Task goal: Print every record exactly, omitting none.

Data for review:

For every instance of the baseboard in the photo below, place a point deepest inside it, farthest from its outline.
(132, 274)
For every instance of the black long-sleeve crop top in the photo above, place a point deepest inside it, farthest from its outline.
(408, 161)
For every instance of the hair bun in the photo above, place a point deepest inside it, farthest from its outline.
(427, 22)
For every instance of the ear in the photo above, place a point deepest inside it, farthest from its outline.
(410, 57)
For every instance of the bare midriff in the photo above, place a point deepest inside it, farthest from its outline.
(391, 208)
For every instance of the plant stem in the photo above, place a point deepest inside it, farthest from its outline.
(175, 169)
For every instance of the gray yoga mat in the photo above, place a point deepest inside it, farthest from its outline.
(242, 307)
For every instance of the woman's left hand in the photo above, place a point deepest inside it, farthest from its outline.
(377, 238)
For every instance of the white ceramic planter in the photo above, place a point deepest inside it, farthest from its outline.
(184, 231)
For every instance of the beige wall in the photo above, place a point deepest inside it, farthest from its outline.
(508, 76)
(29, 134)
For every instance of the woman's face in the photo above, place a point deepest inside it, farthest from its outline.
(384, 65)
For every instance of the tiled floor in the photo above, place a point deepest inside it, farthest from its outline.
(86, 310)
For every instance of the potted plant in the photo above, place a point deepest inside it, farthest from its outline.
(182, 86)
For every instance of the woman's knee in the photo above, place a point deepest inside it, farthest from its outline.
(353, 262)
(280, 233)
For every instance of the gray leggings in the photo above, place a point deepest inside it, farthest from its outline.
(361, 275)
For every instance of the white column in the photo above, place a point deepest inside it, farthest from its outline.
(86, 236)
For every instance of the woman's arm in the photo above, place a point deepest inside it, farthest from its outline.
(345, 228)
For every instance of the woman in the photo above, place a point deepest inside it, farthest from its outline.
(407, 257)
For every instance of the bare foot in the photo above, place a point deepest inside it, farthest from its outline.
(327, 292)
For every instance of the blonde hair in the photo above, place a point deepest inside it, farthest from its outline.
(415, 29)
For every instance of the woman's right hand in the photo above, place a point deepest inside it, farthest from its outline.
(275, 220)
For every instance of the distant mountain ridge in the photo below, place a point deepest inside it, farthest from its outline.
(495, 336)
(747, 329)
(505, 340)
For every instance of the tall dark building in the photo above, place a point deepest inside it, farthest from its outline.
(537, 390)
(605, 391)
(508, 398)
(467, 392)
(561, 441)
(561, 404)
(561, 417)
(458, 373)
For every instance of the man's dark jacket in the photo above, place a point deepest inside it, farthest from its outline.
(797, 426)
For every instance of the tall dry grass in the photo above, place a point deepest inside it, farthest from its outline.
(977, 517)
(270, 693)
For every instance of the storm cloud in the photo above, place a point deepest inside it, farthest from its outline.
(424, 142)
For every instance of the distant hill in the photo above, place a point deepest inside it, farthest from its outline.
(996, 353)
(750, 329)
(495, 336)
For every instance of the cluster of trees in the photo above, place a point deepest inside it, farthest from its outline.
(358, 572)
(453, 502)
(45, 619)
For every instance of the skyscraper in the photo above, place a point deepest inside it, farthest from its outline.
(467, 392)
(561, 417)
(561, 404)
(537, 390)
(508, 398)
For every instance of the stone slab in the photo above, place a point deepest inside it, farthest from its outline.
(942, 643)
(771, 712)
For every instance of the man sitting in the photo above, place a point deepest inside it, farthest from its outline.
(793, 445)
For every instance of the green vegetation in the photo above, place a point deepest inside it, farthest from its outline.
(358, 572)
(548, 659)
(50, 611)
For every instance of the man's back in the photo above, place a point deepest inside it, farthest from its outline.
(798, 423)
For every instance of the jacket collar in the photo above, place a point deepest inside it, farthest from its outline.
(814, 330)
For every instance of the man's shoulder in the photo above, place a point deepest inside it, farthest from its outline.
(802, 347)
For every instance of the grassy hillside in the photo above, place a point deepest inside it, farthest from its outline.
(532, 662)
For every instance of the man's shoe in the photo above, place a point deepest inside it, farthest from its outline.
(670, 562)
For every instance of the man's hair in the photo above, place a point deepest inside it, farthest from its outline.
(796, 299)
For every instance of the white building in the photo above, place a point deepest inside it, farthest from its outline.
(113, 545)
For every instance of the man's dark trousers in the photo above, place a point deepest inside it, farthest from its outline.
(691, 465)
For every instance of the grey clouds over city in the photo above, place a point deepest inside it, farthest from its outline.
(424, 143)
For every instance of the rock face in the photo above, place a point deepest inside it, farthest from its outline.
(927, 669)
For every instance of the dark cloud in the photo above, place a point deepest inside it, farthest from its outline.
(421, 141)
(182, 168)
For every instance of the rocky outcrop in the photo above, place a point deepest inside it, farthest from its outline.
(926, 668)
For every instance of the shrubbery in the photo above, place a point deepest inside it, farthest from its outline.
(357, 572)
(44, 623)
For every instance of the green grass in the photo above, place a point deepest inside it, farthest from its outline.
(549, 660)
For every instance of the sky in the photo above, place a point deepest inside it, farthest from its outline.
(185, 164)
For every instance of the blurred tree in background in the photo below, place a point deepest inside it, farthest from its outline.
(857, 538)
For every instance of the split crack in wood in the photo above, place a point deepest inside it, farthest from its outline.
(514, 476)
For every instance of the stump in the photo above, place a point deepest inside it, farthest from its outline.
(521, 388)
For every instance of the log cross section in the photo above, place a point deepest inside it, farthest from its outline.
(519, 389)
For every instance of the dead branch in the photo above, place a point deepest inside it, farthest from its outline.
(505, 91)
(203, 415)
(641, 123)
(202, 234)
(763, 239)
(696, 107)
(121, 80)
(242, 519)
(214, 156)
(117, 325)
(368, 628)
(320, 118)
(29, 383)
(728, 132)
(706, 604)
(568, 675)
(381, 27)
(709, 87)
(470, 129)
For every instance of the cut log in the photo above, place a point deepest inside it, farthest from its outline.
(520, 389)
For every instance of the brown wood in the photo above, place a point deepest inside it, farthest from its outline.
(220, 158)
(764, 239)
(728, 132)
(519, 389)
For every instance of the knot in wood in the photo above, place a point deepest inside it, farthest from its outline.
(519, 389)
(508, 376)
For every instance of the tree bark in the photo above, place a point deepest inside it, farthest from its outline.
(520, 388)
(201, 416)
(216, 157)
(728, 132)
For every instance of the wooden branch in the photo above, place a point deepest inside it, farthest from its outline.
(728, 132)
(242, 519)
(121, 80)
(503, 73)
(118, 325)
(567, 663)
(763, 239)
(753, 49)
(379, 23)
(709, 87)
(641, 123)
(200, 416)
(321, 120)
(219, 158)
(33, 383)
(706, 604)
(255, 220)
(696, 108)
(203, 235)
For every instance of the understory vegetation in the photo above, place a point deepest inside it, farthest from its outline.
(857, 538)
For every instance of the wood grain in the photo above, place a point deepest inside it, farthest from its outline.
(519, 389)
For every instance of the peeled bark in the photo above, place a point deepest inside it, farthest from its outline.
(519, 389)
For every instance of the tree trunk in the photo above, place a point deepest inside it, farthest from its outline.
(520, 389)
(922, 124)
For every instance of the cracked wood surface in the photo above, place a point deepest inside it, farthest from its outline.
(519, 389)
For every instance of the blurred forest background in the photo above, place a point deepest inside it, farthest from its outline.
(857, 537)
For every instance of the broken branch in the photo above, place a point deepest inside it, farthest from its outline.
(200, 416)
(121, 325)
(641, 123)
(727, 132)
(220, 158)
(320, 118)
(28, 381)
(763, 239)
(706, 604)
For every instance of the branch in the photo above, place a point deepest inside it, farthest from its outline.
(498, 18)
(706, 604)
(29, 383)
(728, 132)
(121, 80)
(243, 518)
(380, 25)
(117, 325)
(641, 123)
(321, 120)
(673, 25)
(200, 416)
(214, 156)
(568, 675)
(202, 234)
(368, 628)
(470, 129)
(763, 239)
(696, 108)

Answer box:
For every instance of the baseboard in the photo below, place a point deepest inside it, farthest from its outline.
(132, 274)
For every instance of the black long-sleeve crop top in the photo above, place a point deepest inside it, farthest from its outline.
(408, 161)
For every instance of the hair bun in the photo above, place a point deepest inside it, farthest from its outline.
(427, 22)
For every instance of the ear in the photo above, place a point deepest inside it, farthest from its outline.
(410, 57)
For every instance of the bare midriff in the photo above, place a point deepest inside it, farthest from its outline.
(391, 208)
For every instance of the plant stem in the photo above, place a point deepest inside it, farthest from its outline.
(175, 169)
For every instance of the gray yoga mat in the photo above, place a point deepest inside it, farthest from its outline.
(242, 307)
For every instance of the woman's left hand in the photo above, place a point deepest inside it, farthest from its outline.
(377, 238)
For every instance of the white ceramic planter in the photo above, place a point deepest inside it, farthest from its outline.
(184, 231)
For every instance of the beige wall in the photo above, place a point deepest inside it, farthest from its outline.
(508, 76)
(29, 134)
For every instance of the woman's face in the photo above, place a point deepest inside it, farthest from its outline.
(384, 65)
For every instance of the tiled floor in the photo above, place a point deepest inside it, farthest from its outline.
(86, 310)
For every instance of the potted plant in the photo above, place a point deepest inside it, farthest from its outline.
(182, 86)
For every instance of the woman's knee in the photo above, place a point deepest inside it, farthest from its outline.
(353, 262)
(280, 233)
For every instance of the gray leggings in the photo above, place a point deepest inside it, farthest from its outline.
(361, 275)
For every instance of the white column in the photo above, place a point deepest inside it, farthest from its outline.
(86, 236)
For every instance of the woman's arm in the photo above, place a point deepest inside it, farthest from its outline.
(345, 228)
For every instance of the woman in the photo above, place a point deepest inside it, farthest from its outline.
(407, 257)
For every instance of the bare foot in the photo above, place a point deepest inside it, farthest from its outline.
(327, 292)
For every instance of the blonde hair in the photo above, place a point deepest inside it, farthest from its outline.
(415, 29)
For every instance of the woman's right hand in the photo above, place a point deepest inside it, farthest from its outline.
(275, 220)
For every instance of the distant mountain ridge in the photo below, place a point deepest inside it, farthest from its outline.
(495, 336)
(747, 329)
(505, 340)
For every instance of the tall dark building in the photo above, place a point deepest inside it, farthest from its outline.
(537, 390)
(605, 391)
(508, 398)
(467, 392)
(561, 441)
(561, 404)
(561, 417)
(458, 373)
For every instance of the man's dark jacket in the photo above, place a point deepest inside it, farthest from its outline.
(797, 426)
For every instance of the tall dry grass in the photo above, place a point deepest inside it, farthest from its outline.
(977, 517)
(270, 693)
For every instance of the storm cloud in the photo above, place a point deepest inside it, farthest from its outline.
(424, 142)
For every instance of the distant hill in the photo above, place a point deepest inside it, farthest from its outline.
(996, 353)
(750, 329)
(495, 336)
For every instance of the cluster of trees in the photo above, place a point deepest inside it, farthest from its outline.
(358, 572)
(453, 502)
(45, 619)
For every instance of the skyscraper in the photo above, place a point deepest inside it, farthest from its outline.
(467, 392)
(561, 417)
(561, 404)
(537, 390)
(508, 398)
For every instance of the stone slab in the photo above, place a point deepest inside it, farthest from its outline.
(942, 643)
(771, 712)
For every instance of the man sitting in the photo above, place a point deepest inside it, farthest from its outline.
(793, 445)
For every instance of the green vegetation in the photo above, place a point deepest inside it, farthest from its outline.
(358, 572)
(548, 659)
(50, 611)
For every instance of the man's back in the photo above, place a point deepest inside it, farthest from its outline.
(798, 423)
For every instance of the jacket collar in the photo above, place a point deepest inside it, farthest from its outline.
(814, 330)
For every instance of the man's shoulder in the photo above, place a point deepest inside it, farthest from its outline.
(802, 347)
For every instance of the grassy hillside in the photo above, place a point deepest inside it, farthest from its outline.
(532, 662)
For every instance of the man's shoe in the photo above, place a point deepest inside it, farthest from its outline.
(670, 562)
For every instance of the man's hair in the photo above, place a point deepest inside it, farthest from its outline.
(796, 299)
For every instance of the white building in the photo above, place a point deepest inside it, farthest from its outline.
(113, 545)
For every instance of the man's dark trousers in the photo above, place a point deepest inside it, farthest from its outline.
(691, 465)
For every instance of the grey clouds over city in the photo above, place a point deepest inside it, farthest from its outline.
(424, 143)
For every instance of the rock face in the photo above, place a point deepest inside it, farthest from its outline.
(927, 669)
For every instance of the dark cloud in the photo above, place a point deepest inside it, farthest from its outline.
(421, 141)
(182, 168)
For every instance of the rocky outcrop in the photo above, place a point deepest inside it, farthest from its outline.
(926, 668)
For every instance of the shrubbery in the photo above, place a point deepest inside it, farthest from its outline.
(357, 572)
(44, 623)
For every instance of the green grass in the photo above, place a point deepest inside it, farthest from its outline.
(549, 660)
For every instance of the sky in the photo above, place a point deepest inside it, farthest from its outline.
(185, 164)
For every instance of the blurred tree in background in the photo below, place a point deepest inside it, farthest from its outline.
(857, 538)
For every instance of the split crack in wood in the photo above, place a point deepest inside it, farthest from its outline.
(514, 476)
For every instance of the stump in the photo above, place a point deepest inside it, farthest from its outline.
(521, 388)
For every instance of the log cross section in the photo above, place a point deepest inside it, farthest from its outline.
(519, 389)
For every instance of the dead branch in the photo above, place a point deepest inside it, farthest from its outline.
(505, 91)
(203, 415)
(641, 123)
(202, 234)
(763, 239)
(696, 107)
(121, 80)
(242, 519)
(214, 156)
(117, 325)
(368, 628)
(320, 118)
(29, 383)
(728, 132)
(706, 604)
(568, 675)
(381, 27)
(709, 87)
(470, 129)
For every instance of the cut log in the photo above, place a point deepest inside it, farthest from its outline.
(520, 389)
For every instance of the brown wood in the photo above, place a point deepest inside it, farthest from its outline.
(220, 158)
(764, 239)
(728, 132)
(519, 389)
For every instance of the knot in wood in the photo above, place a point deepest inside it, farthest from its outline.
(519, 389)
(508, 376)
For every instance of the tree bark in the photo above, place a point deepest inside it, farthest from its outline.
(520, 388)
(201, 416)
(216, 157)
(728, 132)
For every instance of the wooden branch in the photo above, place a point deepest inside it, farthest from its outline.
(728, 132)
(242, 519)
(121, 80)
(503, 73)
(118, 325)
(567, 663)
(763, 239)
(753, 49)
(379, 23)
(709, 87)
(641, 123)
(200, 416)
(321, 120)
(219, 158)
(33, 383)
(706, 604)
(255, 220)
(696, 108)
(203, 235)
For every instance of the understory vegetation in the photo above, place a point deepest inside it, farthest from its outline.
(857, 538)
For every instance of the wood grain in the photo above, place a point deepest inside it, farthest from its outline.
(519, 389)
For every instance of the peeled bark in the photo above, place a point deepest inside it, farthest from its outline.
(519, 389)
For every instance of the tree trunk in the photo above, place a point deepest inside it, farthest from its outline.
(520, 389)
(922, 124)
For every instance of the cracked wood surface in the photo above, place a point deepest inside it, farthest from its outline.
(519, 389)
For every instance of the blurred forest background in the photo above, place a point deepest inside it, farthest from its outline.
(857, 537)
For every instance of the broken branch in the photo above, place a point deepest inside it, farthest from its outline.
(200, 416)
(121, 325)
(641, 123)
(727, 132)
(220, 158)
(320, 118)
(28, 381)
(763, 239)
(706, 604)
For every instance of the branch in the photo above, place a point deepest inside it, farthest from its outline.
(498, 18)
(706, 604)
(29, 383)
(728, 132)
(121, 80)
(243, 518)
(380, 25)
(117, 325)
(641, 123)
(321, 120)
(673, 25)
(200, 416)
(214, 156)
(568, 675)
(202, 234)
(368, 628)
(470, 129)
(763, 239)
(696, 108)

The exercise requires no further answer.